The residents were ordered to tidy up within a week or risk having contractors being called in their expense.
Uffindell, then a third-year arts and commerce student, said their toilet probably had not been cleaned all year but had stopped discharging into their backyard after some plumbing work was done.
He admitted the tenants had not always been responsible but said the flat was substandard.
"This place doesn't demand your respect.
"If it was a nice house we would treat it nice," Uffindell said.
Thursdays in Black Otago director Amelia Hamilton said while the display on the coat hook was not recent, or a direct incident of sexual violence, it spoke to an "awful rape culture" on New Zealand campuses, including in Otago.
"These behaviours have not disappeared between 2004 and now."
Uffindell's former flatmate in 2003 said the screaming episode was not an isolated incident but part of an ongoing pattern of bullying and abusive behaviour fuelled by drug and alcohol abuse.
Her father, who visited the flat the next day, said the flat had been "completely trashed" and left without a stick of furniture.

▶ **Aim A**: From the passage about Uffindell's student flat, set down the part that opens with the words containing "Uffindell's former flatmate" and closes with "and alcohol abuse.".
▶ **Aim B**: According to the passage about Uffindell's student flat, what was Uffindell studying at the time, and in which year of study?

▶ **Dataset content**:

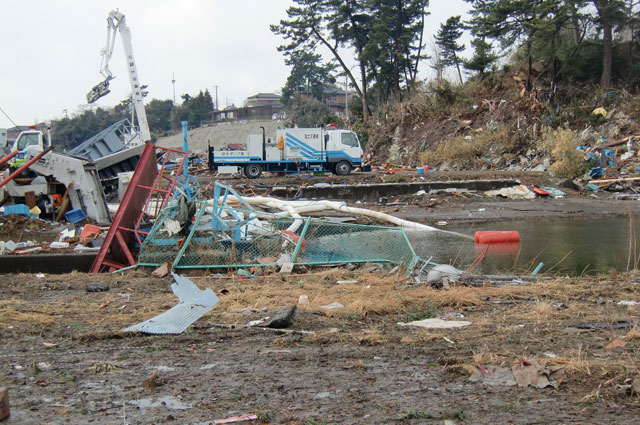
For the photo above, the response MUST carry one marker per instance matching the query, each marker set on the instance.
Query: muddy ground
(460, 207)
(65, 360)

▶ **Worked solution A**:
Uffindell's former flatmate in 2003 said the screaming episode was not an isolated incident but part of an ongoing pattern of bullying and abusive behaviour fuelled by drug and alcohol abuse.

▶ **Worked solution B**: He was a third-year arts and commerce student.